▶ **Extracted text**:
•••••

THE ORIGINS OF
THE RADICAL FAERIES
A constant power struggle in our story is the minimalization and sometimes erasure of the catalysts who created our community and civil rights. Their individual stories are being replaced by lofty, 21st-century archetypes and those who look like many feel. This is not preservation. Our history is being stolen from us. In the span of 50 years, our entire life has transformed from illegal to as far assimilated as you want to take it.
Most of the LGBTQ History Project’s work is correcting what is wrong, pushing new ideas, new concepts and new understandings of what is and can be considered right. We are giving first and, sometimes, last breaths to those smothered by vested or confused interests trying to claim what was never theirs. We are real people telling their real stories in their real words.
After an intensive week of interviews with Dr. Don Kilhefner, and more than 50 hours of recorded interviews to date, we knew what we had to do: correct the wrong history of a group he founded, the Radical Faeries. This is our collaboration. This is his story: Impossible but True.
"There has always been a shadow element to the Radical Faeries that never gets talked about. It irritates me that egos got in the way because people have hijacked our history and taken it away from our original goals and the whole concept of community-driven spirituality.
The founders of the Radical Faeries are often attributed to four people: John Burnside, Harry Hay, Mitch Walker and me. To call anyone besides Harry and me a founder is incorrect. Mitch Walker was only invited to help with the organization of the first Radical Faerie gathering in late May of 1979. On the first day of organizing in my apartment in West Hollywood, Harry and Mitch went for a walk. They had a verbal fight and Mitch returned to my apartment and said, “I wash my hands of this whole thing. I am returning to Oakland,” which he immediately did. He was never involved in the organization of the early gatherings. He attended the first gathering as a participant, and he contributed nothing as a founder. John Burnside was Harry’s companion and lover and simply because they lived in the same space he would overhear the early meetings. He was also not at the planning meetings. He did not understand the message of Harry’s and my work until he was at the first gathering.

•••••

▶ **Provided material**:
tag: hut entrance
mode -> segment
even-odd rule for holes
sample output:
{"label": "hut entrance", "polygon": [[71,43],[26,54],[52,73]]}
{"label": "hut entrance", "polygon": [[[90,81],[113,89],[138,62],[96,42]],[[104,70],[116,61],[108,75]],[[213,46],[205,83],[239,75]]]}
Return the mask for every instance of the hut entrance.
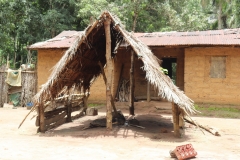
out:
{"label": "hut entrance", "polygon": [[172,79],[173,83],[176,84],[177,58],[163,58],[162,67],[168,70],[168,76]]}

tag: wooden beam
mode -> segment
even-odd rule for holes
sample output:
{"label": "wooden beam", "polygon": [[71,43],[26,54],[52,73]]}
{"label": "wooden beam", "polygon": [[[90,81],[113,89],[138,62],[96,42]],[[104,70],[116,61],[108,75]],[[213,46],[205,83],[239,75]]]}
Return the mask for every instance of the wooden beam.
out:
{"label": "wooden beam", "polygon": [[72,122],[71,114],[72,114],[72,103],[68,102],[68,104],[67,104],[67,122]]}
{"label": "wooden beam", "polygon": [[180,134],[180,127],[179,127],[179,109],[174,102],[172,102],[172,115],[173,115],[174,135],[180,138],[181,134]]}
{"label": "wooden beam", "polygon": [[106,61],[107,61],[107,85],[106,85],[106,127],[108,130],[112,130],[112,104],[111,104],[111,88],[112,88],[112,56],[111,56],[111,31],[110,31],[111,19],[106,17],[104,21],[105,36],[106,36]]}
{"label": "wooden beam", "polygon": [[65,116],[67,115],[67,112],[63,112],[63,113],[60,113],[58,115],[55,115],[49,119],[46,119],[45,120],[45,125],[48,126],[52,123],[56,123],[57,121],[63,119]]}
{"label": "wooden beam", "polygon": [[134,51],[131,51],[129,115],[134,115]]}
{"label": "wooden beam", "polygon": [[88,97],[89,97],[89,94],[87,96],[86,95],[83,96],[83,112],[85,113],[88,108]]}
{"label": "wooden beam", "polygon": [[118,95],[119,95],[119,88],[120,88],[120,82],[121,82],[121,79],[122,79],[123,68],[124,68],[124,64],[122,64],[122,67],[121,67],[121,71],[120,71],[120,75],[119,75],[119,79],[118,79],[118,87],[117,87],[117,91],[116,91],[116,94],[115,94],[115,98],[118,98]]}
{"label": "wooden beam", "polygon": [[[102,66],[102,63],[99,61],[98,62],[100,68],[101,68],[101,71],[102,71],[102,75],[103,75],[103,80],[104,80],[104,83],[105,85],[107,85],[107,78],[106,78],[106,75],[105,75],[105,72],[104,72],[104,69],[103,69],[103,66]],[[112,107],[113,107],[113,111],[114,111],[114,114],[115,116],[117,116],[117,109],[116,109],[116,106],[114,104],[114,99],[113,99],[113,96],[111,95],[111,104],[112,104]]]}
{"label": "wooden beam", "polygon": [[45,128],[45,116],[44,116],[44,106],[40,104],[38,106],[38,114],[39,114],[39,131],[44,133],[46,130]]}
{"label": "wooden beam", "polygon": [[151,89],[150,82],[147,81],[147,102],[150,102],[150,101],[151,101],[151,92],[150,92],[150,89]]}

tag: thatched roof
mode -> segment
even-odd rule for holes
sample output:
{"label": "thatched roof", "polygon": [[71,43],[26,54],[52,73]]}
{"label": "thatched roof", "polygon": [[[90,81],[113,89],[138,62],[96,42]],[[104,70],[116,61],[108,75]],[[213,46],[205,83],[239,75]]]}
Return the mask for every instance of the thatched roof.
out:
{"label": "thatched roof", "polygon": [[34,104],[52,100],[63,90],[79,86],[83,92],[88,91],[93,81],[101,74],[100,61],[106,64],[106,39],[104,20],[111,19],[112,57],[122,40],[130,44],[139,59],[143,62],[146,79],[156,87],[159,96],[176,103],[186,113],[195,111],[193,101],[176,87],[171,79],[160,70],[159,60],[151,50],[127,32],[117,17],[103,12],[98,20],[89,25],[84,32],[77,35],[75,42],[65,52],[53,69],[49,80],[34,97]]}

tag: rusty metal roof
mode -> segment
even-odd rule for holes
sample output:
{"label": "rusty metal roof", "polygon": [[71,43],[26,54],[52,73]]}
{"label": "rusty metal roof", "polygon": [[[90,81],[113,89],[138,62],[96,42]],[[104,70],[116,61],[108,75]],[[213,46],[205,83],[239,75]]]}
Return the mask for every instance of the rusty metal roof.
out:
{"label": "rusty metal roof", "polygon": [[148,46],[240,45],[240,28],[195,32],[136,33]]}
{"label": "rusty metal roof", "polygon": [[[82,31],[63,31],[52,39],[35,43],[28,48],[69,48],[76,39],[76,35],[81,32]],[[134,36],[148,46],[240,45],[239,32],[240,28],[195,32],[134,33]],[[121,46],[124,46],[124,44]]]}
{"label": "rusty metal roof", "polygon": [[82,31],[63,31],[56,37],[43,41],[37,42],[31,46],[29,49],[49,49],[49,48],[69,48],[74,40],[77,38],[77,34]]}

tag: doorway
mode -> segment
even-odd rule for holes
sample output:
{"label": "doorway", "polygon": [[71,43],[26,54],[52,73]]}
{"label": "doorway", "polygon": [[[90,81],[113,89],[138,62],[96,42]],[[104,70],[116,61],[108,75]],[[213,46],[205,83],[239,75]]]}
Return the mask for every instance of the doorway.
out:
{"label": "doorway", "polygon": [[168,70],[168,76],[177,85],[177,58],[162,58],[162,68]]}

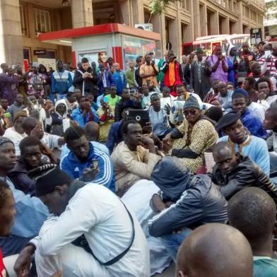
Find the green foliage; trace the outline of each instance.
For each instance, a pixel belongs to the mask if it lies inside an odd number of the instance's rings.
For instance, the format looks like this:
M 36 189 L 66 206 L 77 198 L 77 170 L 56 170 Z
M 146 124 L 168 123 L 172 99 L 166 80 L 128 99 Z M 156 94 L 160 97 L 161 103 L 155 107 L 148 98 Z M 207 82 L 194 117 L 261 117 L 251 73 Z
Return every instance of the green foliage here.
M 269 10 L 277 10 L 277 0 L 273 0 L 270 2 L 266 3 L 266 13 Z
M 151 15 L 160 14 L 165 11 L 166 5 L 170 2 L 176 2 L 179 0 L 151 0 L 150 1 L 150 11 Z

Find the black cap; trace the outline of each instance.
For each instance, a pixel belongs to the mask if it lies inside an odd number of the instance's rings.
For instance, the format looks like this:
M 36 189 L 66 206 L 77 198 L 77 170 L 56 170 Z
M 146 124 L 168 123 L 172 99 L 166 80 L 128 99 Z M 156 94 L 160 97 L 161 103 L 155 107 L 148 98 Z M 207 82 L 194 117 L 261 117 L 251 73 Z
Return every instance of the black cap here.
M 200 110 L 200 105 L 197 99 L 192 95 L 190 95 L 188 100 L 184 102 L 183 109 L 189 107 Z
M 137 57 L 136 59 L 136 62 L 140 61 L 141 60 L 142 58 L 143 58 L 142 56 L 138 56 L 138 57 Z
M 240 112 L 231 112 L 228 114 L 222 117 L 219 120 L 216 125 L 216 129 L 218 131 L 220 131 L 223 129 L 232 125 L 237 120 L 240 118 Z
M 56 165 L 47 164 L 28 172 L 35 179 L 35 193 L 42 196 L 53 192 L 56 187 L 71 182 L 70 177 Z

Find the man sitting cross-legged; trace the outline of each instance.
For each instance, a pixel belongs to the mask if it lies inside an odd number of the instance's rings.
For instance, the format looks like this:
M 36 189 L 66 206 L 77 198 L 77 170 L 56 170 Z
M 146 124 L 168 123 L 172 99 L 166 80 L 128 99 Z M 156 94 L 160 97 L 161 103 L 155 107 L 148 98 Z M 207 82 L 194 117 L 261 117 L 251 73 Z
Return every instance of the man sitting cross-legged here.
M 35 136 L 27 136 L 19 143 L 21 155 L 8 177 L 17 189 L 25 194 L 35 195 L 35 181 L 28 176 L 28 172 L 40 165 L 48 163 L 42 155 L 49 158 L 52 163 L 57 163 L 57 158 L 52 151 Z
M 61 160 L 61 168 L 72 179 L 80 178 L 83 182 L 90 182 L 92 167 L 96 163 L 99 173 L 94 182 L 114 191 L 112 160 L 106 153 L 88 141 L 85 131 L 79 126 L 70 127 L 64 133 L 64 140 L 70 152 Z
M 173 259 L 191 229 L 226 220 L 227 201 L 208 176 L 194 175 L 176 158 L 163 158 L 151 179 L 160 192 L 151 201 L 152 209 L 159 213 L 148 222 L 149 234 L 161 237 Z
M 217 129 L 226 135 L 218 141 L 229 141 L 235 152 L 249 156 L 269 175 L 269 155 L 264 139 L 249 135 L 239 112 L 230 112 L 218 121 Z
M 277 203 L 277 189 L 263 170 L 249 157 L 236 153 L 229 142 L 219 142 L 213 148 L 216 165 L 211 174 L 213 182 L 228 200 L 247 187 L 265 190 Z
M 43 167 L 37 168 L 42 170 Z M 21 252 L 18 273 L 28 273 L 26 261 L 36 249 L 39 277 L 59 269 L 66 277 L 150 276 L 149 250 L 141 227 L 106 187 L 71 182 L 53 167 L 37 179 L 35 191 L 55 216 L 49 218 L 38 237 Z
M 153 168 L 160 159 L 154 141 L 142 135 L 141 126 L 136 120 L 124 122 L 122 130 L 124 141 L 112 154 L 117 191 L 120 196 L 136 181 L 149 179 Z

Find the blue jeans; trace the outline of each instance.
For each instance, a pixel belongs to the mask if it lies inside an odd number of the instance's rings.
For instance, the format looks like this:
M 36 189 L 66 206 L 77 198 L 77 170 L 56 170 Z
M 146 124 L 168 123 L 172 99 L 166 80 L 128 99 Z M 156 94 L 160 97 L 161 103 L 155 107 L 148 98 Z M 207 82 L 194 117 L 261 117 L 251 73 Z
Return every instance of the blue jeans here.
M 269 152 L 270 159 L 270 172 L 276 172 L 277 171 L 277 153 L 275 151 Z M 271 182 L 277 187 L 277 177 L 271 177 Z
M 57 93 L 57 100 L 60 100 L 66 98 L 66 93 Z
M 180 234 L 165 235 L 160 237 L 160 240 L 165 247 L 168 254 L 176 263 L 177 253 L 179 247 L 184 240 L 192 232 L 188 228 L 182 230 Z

•••••

Carry the account of the Radical Faeries' origins forward, picking up right after its final sentence.

The Radical Faeries came out of conversations between Harry and me beginning in 1973 about the course of the Gay Liberation movement and what was missing. The Faeries intellectual and spiritual foundation came out of workshops I hosted in 1975-1981 called Gay Voices and Visions where the work of gay visionaries and our intellectual history beginning with Walt Whitman, Edward Carpenter and others was examined. We discussed new breakthroughs in evolutionary biology: what do we see and what are we contributing?
Frequently, the Radical Faeries are associated with the Pagan movement in the United States. Again, this is incorrect. There was a Pagan movement happening in the country at the time and because we conducted ceremonies and had gatherings in nature they lumped us together. The term “Pagan” was never the right term for us. There were other terms used in the late 1970s and early 1980s but none of them did justice to what we were trying to do. We were connecting gay history and our heritage to the world as ceremonious medicine makers and healers. As I wrote on the flyer for our first event, our agenda was “exploring breakthroughs in gay consciousness, sharing gay visions and the spiritual dimensions of gayness.” This was not part of the Pagan agenda. We were not influenced by the 1960s counter-culture. Of course, it was part of the environment, but the Radical Faeries came from the connection between gay liberation, gay history and evolutionary biology. We wanted to help men explore and find different levels of consciousness.